| Fragmento seleccionado |
***
El error de una teología
torcida que contiene un solo lado de la verdad
C. H.
Mackintosh
Hace
poco hemos recibido una larga carta que proporciona una muy sorprendente prueba
de los desconcertantes efectos de una teología torcida que muestra un solo lado
de la verdad, y que pretende ser la verdad completa. Nuestro corresponsal se
halla evidentemente bajo la influencia de lo que se denomina «la alta escuela
de doctrina» [calvinismo extremo]. En consecuencia, no puede ver lo correcto de
llamar a los inconversos a que «vengan», a que «oigan», a que «se arrepientan»
o a que «crean». Para él es una pretensión tan imposible como pedir peras al olmo.
Ahora
bien, creemos plenamente que la fe es
don de Dios, y que ella no es conforme a la voluntad del hombre ni por su
poder. Creemos, además, que ninguna alma vendría jamás a Cristo si no fuere
atraída —forzada— por la gracia divina a hacerlo; por lo tanto, todos los que
son salvos tienen que dar gracias a Dios por su gracia libre y soberana al respecto. Su cántico es, y siempre será:
«No a nosotros, oh Señor, no a nosotros, sino a tu Nombre damos gloria, por tu
misericordia, y por amor a tu verdad.»
Y
nosotros creemos esto, no como parte de un determinado sistema de doctrina,
sino como la verdad revelada de Dios. Pero, por otro lado, también creemos, y
de igual manera, en la solemne verdad de la
responsabilidad moral del hombre, puesto que la Escritura lo enseña
claramente, aunque no lo encontremos entre los denominados «cinco puntos de la
fe de los escogidos de Dios».
***
| Listado proporcionado |
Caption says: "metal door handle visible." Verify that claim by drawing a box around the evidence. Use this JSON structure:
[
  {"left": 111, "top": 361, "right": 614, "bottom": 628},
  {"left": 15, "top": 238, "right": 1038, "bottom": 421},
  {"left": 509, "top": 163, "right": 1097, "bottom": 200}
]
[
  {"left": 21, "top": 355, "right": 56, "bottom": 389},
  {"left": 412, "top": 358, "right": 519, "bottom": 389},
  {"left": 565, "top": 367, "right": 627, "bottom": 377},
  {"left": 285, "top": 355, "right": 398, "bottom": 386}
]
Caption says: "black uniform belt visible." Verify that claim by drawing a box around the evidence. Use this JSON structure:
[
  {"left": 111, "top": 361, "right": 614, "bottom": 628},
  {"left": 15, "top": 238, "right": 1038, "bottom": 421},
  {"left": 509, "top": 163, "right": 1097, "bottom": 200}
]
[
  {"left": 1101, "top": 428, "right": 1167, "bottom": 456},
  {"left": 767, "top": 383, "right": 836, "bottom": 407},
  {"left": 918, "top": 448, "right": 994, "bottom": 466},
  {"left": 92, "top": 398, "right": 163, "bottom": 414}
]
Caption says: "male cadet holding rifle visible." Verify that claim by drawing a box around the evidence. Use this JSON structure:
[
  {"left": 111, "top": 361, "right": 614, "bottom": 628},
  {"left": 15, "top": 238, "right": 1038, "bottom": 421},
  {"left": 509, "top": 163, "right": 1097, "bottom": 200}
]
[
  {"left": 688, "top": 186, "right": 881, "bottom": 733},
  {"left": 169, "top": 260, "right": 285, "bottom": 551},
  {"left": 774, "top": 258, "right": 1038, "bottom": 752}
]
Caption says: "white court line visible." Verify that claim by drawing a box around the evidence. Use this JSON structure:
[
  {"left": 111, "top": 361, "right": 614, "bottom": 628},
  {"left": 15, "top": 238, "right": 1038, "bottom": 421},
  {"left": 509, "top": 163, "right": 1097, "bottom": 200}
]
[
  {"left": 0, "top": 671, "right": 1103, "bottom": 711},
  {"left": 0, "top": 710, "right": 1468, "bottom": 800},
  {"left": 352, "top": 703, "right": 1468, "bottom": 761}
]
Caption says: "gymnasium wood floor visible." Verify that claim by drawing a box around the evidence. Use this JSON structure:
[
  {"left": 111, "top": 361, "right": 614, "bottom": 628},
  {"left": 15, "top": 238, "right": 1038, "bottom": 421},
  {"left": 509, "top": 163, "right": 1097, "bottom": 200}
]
***
| Consigna escrita 1 |
Transcribe literalmente el pasaje del fragmento seleccionado que empieza con las palabras que contienen "El error de" y termina con "peras al olmo.".
| Consigna escrita 2 |
Según el fragmento seleccionado, ¿a qué acciones no ve correcto el corresponsal llamar a los inconversos?
| Consigna escrita 3 |
¿Concuerdan con el fragmento seleccionado estas afirmaciones? (a) El corresponsal está bajo la influencia de «la alta escuela de doctrina». (b) La fe depende de la voluntad del hombre. (c) La responsabilidad moral del hombre figura entre los «cinco puntos». Responde sí o no a cada una y cita las palabras del texto que lo deciden.
El listado procede de una fuente distinta a la del fragmento.

| Respuesta completa 1 |
El error de una teología
torcida que contiene un solo lado de la verdad
C. H.
Mackintosh
Hace
poco hemos recibido una larga carta que proporciona una muy sorprendente prueba
de los desconcertantes efectos de una teología torcida que muestra un solo lado
de la verdad, y que pretende ser la verdad completa. Nuestro corresponsal se
halla evidentemente bajo la influencia de lo que se denomina «la alta escuela
de doctrina» [calvinismo extremo]. En consecuencia, no puede ver lo correcto de
llamar a los inconversos a que «vengan», a que «oigan», a que «se arrepientan»
o a que «crean». Para él es una pretensión tan imposible como pedir peras al olmo.

| Respuesta completa 2 |
«vengan», «oigan», «se arrepientan» y «crean».

| Respuesta completa 3 |
(a) Sí: “Nuestro corresponsal se halla evidentemente bajo la influencia de lo que se denomina «la alta escuela de doctrina»”.
(b) No: “ella no es conforme a la voluntad del hombre ni por su poder”.
(c) No: “aunque no lo encontremos entre los denominados «cinco puntos de la fe de los escogidos de Dios»”.